=== AIM OF THE TASK ===
Rewrite the records from the line containing "job: granite countertop" through the end of the records, substituting "nonzero winding fill" for "even-odd fill" wherever it occurs and leaving everything else unchanged.

=== STORED DATA ===
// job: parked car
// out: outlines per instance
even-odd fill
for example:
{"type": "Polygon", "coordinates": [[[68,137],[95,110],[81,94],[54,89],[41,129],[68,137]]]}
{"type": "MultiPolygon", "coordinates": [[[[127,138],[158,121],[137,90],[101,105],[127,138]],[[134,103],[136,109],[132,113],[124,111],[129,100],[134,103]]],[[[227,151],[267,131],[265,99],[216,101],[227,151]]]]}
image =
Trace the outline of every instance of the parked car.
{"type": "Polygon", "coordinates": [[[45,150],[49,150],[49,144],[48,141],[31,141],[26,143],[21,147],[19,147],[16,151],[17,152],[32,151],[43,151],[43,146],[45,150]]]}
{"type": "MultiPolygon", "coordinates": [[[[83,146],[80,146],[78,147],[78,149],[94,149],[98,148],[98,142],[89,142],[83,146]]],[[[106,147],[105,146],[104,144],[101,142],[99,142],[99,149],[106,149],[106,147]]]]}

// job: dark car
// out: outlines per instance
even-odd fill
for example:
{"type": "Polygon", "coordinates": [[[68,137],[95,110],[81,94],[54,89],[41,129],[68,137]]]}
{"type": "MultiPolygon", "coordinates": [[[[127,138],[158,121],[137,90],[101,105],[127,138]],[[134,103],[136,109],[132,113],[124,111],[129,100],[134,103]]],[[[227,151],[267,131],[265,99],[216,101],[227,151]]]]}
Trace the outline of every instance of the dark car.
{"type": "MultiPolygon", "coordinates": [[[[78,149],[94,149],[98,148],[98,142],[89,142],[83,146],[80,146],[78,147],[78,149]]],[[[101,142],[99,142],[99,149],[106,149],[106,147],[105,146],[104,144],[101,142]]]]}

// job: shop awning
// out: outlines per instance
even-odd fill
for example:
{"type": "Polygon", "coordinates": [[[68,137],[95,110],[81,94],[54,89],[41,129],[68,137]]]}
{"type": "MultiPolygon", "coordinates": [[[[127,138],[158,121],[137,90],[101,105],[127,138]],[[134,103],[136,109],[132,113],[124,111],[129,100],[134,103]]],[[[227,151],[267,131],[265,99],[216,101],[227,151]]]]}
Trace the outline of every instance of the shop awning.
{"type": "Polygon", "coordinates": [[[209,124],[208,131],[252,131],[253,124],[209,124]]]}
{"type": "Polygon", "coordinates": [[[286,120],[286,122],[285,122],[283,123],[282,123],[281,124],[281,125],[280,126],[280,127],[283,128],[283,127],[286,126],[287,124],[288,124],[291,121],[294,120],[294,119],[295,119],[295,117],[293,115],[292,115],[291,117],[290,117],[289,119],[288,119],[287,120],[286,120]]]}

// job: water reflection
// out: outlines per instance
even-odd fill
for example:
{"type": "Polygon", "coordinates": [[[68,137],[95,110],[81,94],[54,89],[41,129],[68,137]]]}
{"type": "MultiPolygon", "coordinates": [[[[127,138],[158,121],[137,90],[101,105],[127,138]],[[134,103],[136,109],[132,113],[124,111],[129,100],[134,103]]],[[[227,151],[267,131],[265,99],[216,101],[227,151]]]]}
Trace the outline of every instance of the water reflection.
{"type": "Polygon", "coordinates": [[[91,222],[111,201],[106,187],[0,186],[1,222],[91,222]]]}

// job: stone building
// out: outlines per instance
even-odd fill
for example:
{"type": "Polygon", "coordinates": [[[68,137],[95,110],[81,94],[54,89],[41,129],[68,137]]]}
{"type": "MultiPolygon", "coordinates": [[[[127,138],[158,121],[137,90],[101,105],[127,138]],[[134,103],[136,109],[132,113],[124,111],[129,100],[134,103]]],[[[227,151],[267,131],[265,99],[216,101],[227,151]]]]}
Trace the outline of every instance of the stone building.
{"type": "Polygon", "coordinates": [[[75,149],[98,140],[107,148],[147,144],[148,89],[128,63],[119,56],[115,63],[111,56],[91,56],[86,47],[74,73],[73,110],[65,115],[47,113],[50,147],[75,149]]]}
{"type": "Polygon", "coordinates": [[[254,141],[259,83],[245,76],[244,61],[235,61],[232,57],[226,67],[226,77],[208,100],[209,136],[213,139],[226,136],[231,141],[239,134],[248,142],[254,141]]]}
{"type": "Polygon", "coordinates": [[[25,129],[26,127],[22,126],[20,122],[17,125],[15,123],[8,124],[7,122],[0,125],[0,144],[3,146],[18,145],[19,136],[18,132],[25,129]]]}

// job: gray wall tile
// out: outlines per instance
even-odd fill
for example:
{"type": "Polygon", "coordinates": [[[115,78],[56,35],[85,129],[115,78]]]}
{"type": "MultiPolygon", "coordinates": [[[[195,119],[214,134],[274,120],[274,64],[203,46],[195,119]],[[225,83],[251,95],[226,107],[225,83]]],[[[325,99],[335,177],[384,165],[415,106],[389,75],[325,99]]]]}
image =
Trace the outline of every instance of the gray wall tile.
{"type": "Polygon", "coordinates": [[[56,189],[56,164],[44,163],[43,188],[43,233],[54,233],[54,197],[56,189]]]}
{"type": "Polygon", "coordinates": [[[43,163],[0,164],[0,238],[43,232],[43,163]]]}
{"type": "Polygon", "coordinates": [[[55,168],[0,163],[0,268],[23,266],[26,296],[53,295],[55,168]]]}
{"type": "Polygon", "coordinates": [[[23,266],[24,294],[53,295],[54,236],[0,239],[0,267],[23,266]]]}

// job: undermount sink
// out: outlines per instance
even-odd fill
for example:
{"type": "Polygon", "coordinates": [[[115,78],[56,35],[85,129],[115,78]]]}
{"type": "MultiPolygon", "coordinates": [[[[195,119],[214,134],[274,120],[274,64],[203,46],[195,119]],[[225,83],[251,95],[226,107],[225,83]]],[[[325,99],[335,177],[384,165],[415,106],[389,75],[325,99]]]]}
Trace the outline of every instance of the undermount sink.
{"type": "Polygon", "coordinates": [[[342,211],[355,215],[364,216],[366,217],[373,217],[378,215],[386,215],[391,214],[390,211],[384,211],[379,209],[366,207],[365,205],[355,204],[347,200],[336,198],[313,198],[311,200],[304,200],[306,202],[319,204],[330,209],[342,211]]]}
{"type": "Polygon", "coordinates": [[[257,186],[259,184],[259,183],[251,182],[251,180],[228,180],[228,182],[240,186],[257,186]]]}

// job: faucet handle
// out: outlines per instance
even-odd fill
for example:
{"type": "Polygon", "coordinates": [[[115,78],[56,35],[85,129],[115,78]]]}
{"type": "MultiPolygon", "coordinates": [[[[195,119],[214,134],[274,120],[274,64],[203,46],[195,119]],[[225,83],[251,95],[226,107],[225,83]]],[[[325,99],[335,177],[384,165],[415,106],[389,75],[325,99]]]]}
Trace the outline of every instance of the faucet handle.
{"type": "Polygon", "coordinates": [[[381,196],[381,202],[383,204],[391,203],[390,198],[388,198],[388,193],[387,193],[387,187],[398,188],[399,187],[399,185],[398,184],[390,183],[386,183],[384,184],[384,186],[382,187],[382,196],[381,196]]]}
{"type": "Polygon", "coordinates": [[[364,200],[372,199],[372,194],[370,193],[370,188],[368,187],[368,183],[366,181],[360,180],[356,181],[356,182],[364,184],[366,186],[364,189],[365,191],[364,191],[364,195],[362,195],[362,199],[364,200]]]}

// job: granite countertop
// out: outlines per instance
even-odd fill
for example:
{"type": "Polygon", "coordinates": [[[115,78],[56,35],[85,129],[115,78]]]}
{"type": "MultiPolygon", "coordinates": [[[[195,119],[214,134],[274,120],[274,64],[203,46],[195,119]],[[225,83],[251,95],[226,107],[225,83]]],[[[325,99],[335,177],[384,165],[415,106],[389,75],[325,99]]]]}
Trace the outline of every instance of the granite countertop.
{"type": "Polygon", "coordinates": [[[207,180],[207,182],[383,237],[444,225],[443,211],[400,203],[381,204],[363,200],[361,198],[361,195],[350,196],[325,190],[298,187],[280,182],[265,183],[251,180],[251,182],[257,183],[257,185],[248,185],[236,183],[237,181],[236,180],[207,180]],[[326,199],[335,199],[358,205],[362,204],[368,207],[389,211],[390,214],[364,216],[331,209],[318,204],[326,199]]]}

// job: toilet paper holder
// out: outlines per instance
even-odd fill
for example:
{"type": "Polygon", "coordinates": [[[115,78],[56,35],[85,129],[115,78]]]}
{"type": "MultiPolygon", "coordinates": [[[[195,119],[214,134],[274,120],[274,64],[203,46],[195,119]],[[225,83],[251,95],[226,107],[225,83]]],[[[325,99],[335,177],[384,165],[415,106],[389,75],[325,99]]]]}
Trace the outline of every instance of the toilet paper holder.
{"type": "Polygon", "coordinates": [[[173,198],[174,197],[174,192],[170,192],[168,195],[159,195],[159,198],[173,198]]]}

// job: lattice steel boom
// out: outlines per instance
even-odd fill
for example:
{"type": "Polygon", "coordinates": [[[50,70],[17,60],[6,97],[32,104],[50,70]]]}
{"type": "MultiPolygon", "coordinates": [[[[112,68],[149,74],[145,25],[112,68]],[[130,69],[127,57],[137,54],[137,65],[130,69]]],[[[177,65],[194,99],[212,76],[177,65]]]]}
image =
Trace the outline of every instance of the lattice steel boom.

=== EXPECTED OUTPUT ===
// job: granite countertop
// out: outlines per instance
nonzero winding fill
for example:
{"type": "Polygon", "coordinates": [[[115,78],[56,35],[85,129],[115,78]]]}
{"type": "MultiPolygon", "coordinates": [[[[195,119],[214,134],[274,120],[274,64],[203,46],[195,119]],[[225,83],[251,95],[226,107],[225,83]]],[[[325,99],[335,177],[384,165],[415,106],[389,75],[325,99]]]]}
Trace the outline of every instance of the granite countertop.
{"type": "Polygon", "coordinates": [[[207,180],[207,182],[383,237],[444,225],[443,211],[400,203],[381,204],[363,200],[361,198],[361,195],[350,196],[325,190],[298,187],[280,182],[265,183],[251,180],[251,182],[257,183],[257,185],[248,185],[236,183],[237,181],[236,180],[207,180]],[[326,199],[335,199],[358,205],[362,204],[368,207],[389,211],[390,214],[364,216],[331,209],[318,204],[326,199]]]}

// job: toilet paper holder
// out: outlines per instance
nonzero winding fill
for example:
{"type": "Polygon", "coordinates": [[[115,78],[56,35],[85,129],[115,78]]]}
{"type": "MultiPolygon", "coordinates": [[[[195,119],[214,134],[274,120],[274,64],[203,46],[195,119]],[[225,83],[251,95],[226,107],[225,83]]],[[[325,99],[335,177],[384,165],[415,106],[389,75],[325,99]]]]}
Trace the outline of every instance of the toilet paper holder.
{"type": "Polygon", "coordinates": [[[173,198],[174,197],[174,192],[170,192],[168,195],[159,195],[159,198],[173,198]]]}

// job: lattice steel boom
// out: outlines per instance
nonzero winding fill
for example:
{"type": "Polygon", "coordinates": [[[50,70],[17,60],[6,97],[32,104],[50,70]]]}
{"type": "MultiPolygon", "coordinates": [[[[112,68],[149,74],[145,25],[112,68]],[[130,69],[127,57],[137,54],[137,65],[130,69]]],[[[177,65],[194,99],[212,76],[177,65]]]]}
image =
Trace the outline of every instance of the lattice steel boom.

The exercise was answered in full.